SHORT TASK:
Your task is to repeat the entries underneath exactly, minus the pictures.

[Pointing and labeling entries]
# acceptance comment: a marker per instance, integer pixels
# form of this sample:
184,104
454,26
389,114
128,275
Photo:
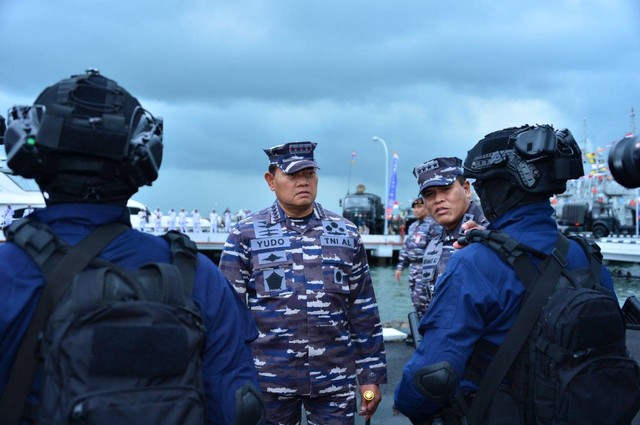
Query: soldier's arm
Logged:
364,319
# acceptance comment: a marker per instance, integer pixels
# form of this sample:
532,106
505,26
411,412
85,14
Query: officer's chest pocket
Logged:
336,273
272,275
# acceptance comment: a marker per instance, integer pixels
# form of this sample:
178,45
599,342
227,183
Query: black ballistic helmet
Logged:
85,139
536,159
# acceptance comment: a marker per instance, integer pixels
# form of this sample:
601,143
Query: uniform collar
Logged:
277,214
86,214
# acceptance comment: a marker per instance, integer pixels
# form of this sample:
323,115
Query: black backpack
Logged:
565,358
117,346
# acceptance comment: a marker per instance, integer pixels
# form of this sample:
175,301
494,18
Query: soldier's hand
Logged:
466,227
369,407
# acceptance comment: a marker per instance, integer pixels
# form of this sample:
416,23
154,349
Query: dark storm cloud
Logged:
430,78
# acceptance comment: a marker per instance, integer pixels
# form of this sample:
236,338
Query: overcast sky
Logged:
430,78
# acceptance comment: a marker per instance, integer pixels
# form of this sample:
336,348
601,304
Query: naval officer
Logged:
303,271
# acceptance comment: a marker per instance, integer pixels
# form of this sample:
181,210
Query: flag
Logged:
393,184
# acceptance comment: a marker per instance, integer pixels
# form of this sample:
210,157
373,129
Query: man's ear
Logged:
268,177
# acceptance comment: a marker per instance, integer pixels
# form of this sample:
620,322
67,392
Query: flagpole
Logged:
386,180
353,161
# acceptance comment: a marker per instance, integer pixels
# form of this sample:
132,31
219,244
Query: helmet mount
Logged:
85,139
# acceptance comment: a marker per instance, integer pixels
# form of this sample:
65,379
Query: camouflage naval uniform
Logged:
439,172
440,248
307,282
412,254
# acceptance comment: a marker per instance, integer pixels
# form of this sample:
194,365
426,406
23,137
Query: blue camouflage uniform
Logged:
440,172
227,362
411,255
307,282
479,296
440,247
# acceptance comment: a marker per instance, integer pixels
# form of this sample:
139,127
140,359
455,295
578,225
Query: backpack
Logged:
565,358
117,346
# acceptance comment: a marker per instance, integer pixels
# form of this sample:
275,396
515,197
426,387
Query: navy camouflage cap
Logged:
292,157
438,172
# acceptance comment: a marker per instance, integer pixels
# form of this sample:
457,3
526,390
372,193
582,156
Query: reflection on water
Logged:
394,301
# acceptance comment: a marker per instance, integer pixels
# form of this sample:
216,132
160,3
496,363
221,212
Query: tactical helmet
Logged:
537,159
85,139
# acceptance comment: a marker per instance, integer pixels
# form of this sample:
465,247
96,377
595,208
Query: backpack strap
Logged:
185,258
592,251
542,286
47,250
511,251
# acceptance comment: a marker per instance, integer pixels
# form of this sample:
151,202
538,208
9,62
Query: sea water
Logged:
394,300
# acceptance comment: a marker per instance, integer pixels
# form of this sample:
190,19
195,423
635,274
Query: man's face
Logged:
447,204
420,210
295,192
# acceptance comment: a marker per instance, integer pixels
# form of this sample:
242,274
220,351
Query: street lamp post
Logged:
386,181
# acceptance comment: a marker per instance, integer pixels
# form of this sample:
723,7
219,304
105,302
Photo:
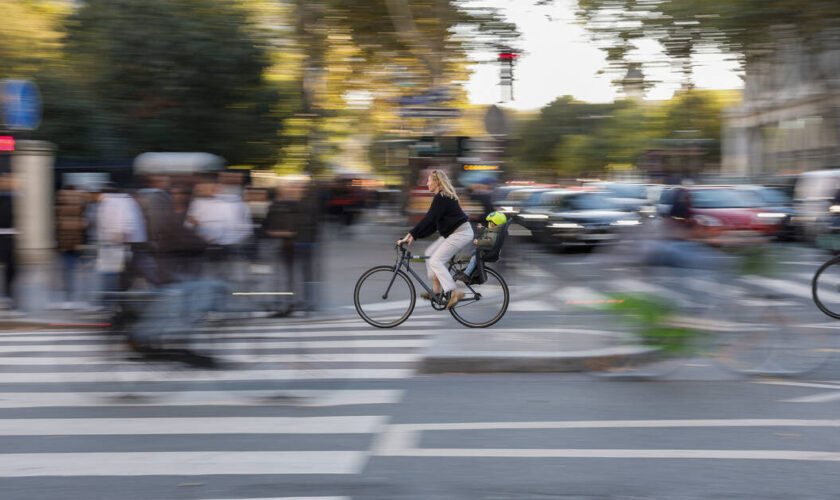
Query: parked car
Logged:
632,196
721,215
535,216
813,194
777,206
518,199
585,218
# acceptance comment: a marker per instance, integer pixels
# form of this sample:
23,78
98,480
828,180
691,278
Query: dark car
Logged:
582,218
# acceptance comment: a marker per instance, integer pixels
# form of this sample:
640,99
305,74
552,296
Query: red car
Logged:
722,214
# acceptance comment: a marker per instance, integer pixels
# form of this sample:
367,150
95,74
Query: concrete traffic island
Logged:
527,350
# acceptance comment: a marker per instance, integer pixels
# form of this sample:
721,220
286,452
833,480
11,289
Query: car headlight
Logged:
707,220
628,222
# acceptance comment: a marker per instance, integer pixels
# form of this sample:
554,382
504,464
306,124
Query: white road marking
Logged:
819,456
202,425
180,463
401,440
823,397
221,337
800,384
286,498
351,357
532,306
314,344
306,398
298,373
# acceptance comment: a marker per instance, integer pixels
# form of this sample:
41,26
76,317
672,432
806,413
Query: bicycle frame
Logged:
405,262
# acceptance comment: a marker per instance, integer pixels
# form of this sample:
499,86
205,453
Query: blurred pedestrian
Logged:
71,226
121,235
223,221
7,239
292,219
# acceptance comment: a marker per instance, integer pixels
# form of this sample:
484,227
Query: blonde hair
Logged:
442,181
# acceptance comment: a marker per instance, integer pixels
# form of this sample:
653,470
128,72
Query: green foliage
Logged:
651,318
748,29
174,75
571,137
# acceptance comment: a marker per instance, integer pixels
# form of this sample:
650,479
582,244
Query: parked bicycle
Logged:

TASK OUTPUT:
# acceptance comment: a marker per instance, integer pixels
# form of this sample:
184,104
454,26
389,114
128,275
Photo:
Query: soldier's arm
Logged:
364,319
# acceptance comment: a marker per instance, integer pixels
# form of this sample:
532,106
505,26
411,412
85,14
Query: officer's chest pocket
Logged:
336,273
272,275
# acceptance comment: a marker per instance, integer pixels
# form of this sample:
178,45
599,342
227,183
Query: black ballistic helmet
Logged:
85,139
536,159
# acceptance comment: a marker per instance, integer pixels
# form of this sample:
601,143
Query: uniform collar
Logged:
277,214
86,214
# acceptance comment: a marker per instance, integer pixels
# form of this sample:
323,115
Query: black backpack
Logged:
565,358
117,346
# acceptance comment: a marker per instance, integer pixels
# form of this sample:
175,301
494,18
Query: soldier's hand
Logged:
466,227
369,407
# acceptance comment: a marker per instance, integer pixels
# form of this sample:
416,23
154,349
Query: dark storm cloud
Logged:
430,78
# acceptance comment: a marker per instance, integer pixels
# form of this sample:
236,338
Query: overcast sky
Logged:
430,78
# acceptance comment: a marker per instance, integer pixels
# form of this sample:
336,348
601,304
Query: naval officer
Logged:
303,271
# acceptance comment: a marker per instance, integer pixels
# form of this sample:
181,210
Query: flag
Logged:
393,184
# acceptance comment: a marker per instance, integer pixels
# form of this sample:
210,157
373,129
Query: man's ear
Logged:
268,177
# acceptance comment: a marker per instance, integer pixels
# form of this sample:
620,322
67,392
Query: flagpole
Logged:
386,180
353,161
# acceptance comment: a marker per instance, integer pixels
# form of this sample:
132,31
219,244
Query: helmet mount
Logged:
85,139
# acceptance comment: a marker per instance, integer pixels
# form of this sample:
65,379
Query: camouflage naval uniform
Logged:
439,172
440,248
307,282
412,254
# acceptance comment: a marker per instance, integer pixels
# form of this sample:
194,365
426,406
23,137
Query: blue camouflage uniform
Logged:
440,172
227,362
411,255
307,282
479,296
440,247
# acceptance comment: a marker per instance, integer pixels
# form of this sample:
139,127
140,359
455,295
578,225
Query: backpack
Logged:
565,358
117,346
# acceptance comment: a marker per instance, integer pixels
# form of this sample:
275,396
515,197
426,387
Query: navy camouflage cap
Logged:
292,157
438,172
# acceptance comment: a marker per instance, integer pixels
# form of this sample:
457,3
526,390
372,193
582,156
Query: reflection on water
Logged:
394,301
# acceptance comment: a marker per instance, integer pixels
# form of this sample:
216,132
160,3
496,363
221,212
Query: tactical helmet
Logged:
537,159
85,139
# acceptance comment: a marker per instance, integer pixels
# form of this sample:
465,247
96,377
595,208
Query: backpack strap
Logged:
185,258
592,251
542,286
47,250
511,251
# acceptance comment: a marker per instance, integer pixels
# form of this sample:
151,202
538,208
9,62
Query: sea water
Logged:
394,300
# acceptance comment: a marker per instance, integer pixels
# form of this sample:
190,19
195,423
635,274
Query: man's face
Logged:
447,204
420,210
295,192
# acceptance comment: a marker per instance, integer pixels
# form of this sample:
242,274
220,351
Query: street lamp post
Logged:
386,181
# acceptance comment: a marker per instance, integer pixels
# form of this sample:
723,7
219,304
105,302
Photo:
Query: parked car
Logged:
632,196
721,215
535,216
813,194
777,206
518,199
585,218
# acceptance comment: a marker per instance, integer pixels
# form of this sample:
23,78
98,480
828,180
691,278
Query: dark car
Logged:
582,218
# acceptance comment: a marker per instance, integer pixels
# form of this sample:
640,99
305,74
552,296
Query: red car
Logged:
722,214
# acceptance comment: a marker per instance, integer pixels
# form of this sample:
367,150
95,74
Query: concrete traffic island
Logged:
527,350
# acceptance comment: a marker per instance, integer pixels
# form of this sample:
721,220
286,452
833,480
11,289
Query: car headlight
Logged:
707,220
628,222
# acceptance comment: a marker per instance, integer pixels
# form of this sample:
554,382
504,464
306,124
Query: white road marking
Logged:
819,456
202,425
180,463
401,440
823,397
221,337
800,384
286,498
351,357
532,306
314,344
306,398
298,373
# acceptance comment: a marker per instance, integer pixels
# form of this sample:
41,26
76,317
672,432
806,413
Query: bicycle frame
Logged:
405,262
# acceptance comment: a marker per instance, integer pixels
# form of this sample:
499,86
205,453
Query: blurred pedestrian
Logged:
71,226
121,235
223,221
7,239
292,219
# acceptance comment: a marker per instance, integer pixels
# form of this sample:
484,227
Query: blonde hair
Logged:
442,181
# acceptance comment: a marker per instance, integer pixels
# form of this sample:
653,470
128,72
Query: green foliage
Logged:
651,318
748,29
174,75
571,137
# acceptance comment: a marker per instance, integer pixels
# form of this sample:
650,479
582,244
Query: parked bicycle
Logged:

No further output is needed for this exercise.